_ФРАГМЕНТ ТЕКСТА_
· · ·

Прежде всего, до периода Реформации существовали и другие группы христиан (например, вальденсы, лолларды, гуситы и моравские (чешские) братья), которые стремились утвердить более радикальное христианство, основанное на Библии. Далее, были также отдельные мыслители-католики от Франциска Ассизского до Эразма Роттердамского, которые критиковали Католическую церковь изнутри. Для «реформаторов» было типично то, что большинство наиболее известных из них приняли богословие Августина, включающее следующие пункты:
(a) Безжалостное насильственное насаждение государственной (официальной) религии (с казнями, пытками и прочим).
(б) Крещение детей в качестве обязательного условия вхождения в религиозное общество.
(в) Взгляд на видимую церковь как состоящую их «плевел и зерен», а невидимую, куда входили те, которых предопределил Бог, и только Ему Одному известные.
В целом такие фигуры, как М. Лютер и У. Цвингли с осторожностью относились к «реформам» – только в той мере, которая была приемлема для правящего суверена, о чем пишет в своей книге М. Пирс Великая Реставрация [Meic Pearse The Great Restoration]. Они жестко критиковали всех (например, Карлштадта и других лидеров анабаптизма), которые стремились к более радикальному возвращению к христианству Нового Завета.

· · ·

_ЗАДАНИЯ_
1. Чье богословие, согласно фрагменту о Реформации, приняло большинство наиболее известных реформаторов?
2. Отредактируйте фрагмент о Реформации: воспроизведите его, начиная со слов «В целом такие» и заканчивая словами «христианству Нового Завета.», заменив «правящего суверена» на «правящего монарха».
3. Продолжите фрагмент о Реформации с места, на котором он заканчивается.

· · ·

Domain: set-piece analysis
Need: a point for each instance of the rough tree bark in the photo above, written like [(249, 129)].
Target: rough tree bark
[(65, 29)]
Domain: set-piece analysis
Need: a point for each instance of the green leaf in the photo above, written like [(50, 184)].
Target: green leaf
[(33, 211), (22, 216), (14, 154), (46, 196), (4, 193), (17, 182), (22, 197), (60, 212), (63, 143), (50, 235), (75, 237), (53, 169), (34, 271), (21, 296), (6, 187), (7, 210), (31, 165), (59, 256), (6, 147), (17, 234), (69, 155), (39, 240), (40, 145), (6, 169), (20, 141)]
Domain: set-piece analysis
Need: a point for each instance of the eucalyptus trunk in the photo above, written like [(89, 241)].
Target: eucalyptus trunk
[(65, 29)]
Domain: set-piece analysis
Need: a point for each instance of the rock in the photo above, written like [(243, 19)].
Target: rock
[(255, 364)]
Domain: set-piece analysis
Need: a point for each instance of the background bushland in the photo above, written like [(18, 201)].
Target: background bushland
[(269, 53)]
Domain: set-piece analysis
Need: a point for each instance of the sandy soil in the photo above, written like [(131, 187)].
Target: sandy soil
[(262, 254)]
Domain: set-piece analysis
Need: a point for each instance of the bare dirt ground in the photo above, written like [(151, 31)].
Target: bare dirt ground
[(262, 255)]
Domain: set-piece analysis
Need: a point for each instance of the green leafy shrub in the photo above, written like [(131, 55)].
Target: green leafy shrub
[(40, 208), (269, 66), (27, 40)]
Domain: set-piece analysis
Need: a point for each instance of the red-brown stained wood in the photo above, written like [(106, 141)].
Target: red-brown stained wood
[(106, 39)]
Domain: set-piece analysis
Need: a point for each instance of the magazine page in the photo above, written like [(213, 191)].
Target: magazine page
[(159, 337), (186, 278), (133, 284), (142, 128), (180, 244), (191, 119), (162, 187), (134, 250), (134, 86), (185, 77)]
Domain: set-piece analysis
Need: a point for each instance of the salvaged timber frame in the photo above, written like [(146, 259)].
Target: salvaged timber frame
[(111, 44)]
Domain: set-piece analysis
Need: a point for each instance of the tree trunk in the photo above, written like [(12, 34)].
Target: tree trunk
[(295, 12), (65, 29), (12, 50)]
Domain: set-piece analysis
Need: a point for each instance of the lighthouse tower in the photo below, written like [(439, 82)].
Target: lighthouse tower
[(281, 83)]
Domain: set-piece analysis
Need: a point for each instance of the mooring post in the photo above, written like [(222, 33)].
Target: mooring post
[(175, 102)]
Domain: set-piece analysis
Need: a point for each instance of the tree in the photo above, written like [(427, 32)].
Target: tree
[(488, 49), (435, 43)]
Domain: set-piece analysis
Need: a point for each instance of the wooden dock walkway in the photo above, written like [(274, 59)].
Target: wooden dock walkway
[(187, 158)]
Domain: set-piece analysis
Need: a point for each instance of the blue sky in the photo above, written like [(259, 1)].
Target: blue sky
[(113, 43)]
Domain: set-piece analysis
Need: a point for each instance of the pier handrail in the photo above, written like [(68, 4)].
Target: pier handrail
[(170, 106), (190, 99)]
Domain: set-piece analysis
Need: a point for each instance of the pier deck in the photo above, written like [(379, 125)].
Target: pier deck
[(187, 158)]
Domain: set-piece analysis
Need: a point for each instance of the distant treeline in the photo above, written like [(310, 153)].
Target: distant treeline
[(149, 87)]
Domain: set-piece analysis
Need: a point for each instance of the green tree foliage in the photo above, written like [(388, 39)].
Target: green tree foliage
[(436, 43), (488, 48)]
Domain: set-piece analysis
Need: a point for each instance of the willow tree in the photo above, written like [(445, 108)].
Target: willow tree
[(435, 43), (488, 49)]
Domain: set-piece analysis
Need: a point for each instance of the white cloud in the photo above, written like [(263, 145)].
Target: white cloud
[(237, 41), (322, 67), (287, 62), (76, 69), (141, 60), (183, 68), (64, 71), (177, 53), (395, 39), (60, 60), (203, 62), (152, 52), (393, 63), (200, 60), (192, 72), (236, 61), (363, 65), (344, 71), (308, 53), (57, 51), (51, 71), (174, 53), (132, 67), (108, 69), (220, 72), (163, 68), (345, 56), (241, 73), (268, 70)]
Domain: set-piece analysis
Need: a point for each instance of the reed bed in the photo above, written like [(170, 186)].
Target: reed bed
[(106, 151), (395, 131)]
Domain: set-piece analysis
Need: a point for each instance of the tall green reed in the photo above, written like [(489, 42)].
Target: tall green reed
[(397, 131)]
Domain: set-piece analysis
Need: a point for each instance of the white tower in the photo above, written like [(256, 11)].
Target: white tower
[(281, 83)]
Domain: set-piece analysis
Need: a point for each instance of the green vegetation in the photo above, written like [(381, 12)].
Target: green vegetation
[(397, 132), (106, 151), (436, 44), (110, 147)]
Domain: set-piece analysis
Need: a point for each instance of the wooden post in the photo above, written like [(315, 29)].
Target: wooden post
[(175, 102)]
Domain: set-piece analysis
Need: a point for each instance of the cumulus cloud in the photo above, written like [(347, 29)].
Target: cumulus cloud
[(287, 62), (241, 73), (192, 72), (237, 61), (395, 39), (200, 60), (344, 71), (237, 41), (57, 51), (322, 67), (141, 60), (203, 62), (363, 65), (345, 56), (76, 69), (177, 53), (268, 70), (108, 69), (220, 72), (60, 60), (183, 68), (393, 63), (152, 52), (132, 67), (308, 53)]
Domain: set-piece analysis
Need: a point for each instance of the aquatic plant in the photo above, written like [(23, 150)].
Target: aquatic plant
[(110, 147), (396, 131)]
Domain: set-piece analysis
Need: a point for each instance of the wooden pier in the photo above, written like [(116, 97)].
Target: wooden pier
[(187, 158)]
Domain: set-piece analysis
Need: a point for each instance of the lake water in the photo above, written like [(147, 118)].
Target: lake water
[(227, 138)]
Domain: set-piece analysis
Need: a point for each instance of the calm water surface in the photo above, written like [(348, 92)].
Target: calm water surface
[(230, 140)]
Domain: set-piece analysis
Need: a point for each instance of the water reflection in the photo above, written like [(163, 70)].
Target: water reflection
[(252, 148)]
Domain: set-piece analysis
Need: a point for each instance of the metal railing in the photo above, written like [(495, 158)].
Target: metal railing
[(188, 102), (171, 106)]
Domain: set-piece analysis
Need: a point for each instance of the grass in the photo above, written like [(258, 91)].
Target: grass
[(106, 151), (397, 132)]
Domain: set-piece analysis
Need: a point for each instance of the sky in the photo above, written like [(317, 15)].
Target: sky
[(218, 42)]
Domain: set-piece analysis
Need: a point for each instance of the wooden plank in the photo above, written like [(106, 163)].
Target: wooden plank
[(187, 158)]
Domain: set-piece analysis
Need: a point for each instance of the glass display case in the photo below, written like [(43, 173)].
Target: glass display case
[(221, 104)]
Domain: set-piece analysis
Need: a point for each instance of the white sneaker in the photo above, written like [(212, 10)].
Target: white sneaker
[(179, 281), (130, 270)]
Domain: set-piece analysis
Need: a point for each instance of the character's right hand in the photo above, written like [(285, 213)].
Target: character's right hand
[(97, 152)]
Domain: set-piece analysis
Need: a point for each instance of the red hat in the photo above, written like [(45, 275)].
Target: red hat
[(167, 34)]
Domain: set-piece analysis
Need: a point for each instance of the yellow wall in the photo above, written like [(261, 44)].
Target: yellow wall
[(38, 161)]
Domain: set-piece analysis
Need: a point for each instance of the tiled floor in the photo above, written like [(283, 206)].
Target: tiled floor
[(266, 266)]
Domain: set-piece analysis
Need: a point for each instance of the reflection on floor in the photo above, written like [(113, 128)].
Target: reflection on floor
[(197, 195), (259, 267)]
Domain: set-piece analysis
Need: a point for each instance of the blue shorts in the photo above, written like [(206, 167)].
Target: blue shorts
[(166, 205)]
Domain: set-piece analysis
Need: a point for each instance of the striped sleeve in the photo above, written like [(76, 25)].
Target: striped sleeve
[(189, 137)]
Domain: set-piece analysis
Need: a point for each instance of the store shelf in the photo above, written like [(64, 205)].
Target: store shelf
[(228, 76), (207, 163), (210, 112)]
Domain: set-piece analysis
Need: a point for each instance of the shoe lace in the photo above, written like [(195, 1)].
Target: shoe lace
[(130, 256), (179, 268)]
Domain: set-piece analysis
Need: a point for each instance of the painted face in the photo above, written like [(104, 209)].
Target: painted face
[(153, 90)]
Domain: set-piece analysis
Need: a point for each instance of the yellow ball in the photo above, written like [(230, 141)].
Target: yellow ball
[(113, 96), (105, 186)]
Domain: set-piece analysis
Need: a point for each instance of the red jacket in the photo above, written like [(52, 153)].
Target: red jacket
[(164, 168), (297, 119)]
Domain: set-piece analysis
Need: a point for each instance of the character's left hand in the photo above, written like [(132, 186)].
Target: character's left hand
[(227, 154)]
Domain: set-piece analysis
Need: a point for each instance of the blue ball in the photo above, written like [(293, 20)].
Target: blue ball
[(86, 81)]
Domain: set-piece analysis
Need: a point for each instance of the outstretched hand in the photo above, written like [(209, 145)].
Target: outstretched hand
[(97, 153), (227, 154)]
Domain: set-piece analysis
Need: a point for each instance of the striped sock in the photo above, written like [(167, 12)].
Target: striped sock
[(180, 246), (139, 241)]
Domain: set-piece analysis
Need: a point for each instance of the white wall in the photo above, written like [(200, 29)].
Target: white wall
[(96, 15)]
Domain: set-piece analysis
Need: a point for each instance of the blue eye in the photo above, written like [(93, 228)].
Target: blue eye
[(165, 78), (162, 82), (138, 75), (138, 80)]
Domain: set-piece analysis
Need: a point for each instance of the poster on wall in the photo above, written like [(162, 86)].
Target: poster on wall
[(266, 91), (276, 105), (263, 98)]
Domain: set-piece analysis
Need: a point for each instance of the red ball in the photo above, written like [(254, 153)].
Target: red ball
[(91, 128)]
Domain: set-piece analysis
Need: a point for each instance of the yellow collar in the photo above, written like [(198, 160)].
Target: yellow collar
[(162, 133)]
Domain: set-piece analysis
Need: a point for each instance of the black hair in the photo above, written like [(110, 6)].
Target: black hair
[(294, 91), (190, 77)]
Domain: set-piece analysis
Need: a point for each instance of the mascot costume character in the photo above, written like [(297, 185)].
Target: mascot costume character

· · ·

_ОТВЕТЫ ПО ЗАДАНИЯМ_
1. Богословие Августина.

2.
В целом такие фигуры, как М. Лютер и У. Цвингли с осторожностью относились к «реформам» – только в той мере, которая была приемлема для правящего монарха, о чем пишет в своей книге М. Пирс Великая Реставрация [Meic Pearse The Great Restoration]. Они жестко критиковали всех (например, Карлштадта и других лидеров анабаптизма), которые стремились к более радикальному возвращению к христианству Нового Завета.

3.
В условиях гонений, такие богословы, как выдающийся христианский гуманист Эразм Роттердамский и многие анабаптисты отстаивали свободу вероисповедания. Тем не менее, в большинстве своем реформаторы вели себя также по-варварски, как и худшие из католиков – со своими пытками, заточениями в тюрьмы и казнями христиан-нонконформистов. Например, Ульрих Цвингли, в своих спорах с анабаптистским богословом Бальтазаром Губмайером «решил применить дыбу как метод для дальнейшего убеждения противящихся» (Пирс, стр. 71). Губмайера потом поднимали на дыбу также и католики.
В целом, не так много отличий можно найти между Католической Церковью и реформаторами в отношении использования средств пыток. Впрочем, были и исключения, например, в той части «лютеранской» Дании и Германии, где оказал влияние Филипп Меланхтон (1497-1560), привнесший более мирную атмосферу. Меланхтон причислял себя к падшему человечеству и понимал свободную волю в качестве средства «подготовить себя к благодати» – выражение Эразма, которое презирал Лютер. Опять же, неприятие крайностей в учении Августина о благодати шло наряду с особым ударением на религиозную терпимость и достижение единства при помощи любви.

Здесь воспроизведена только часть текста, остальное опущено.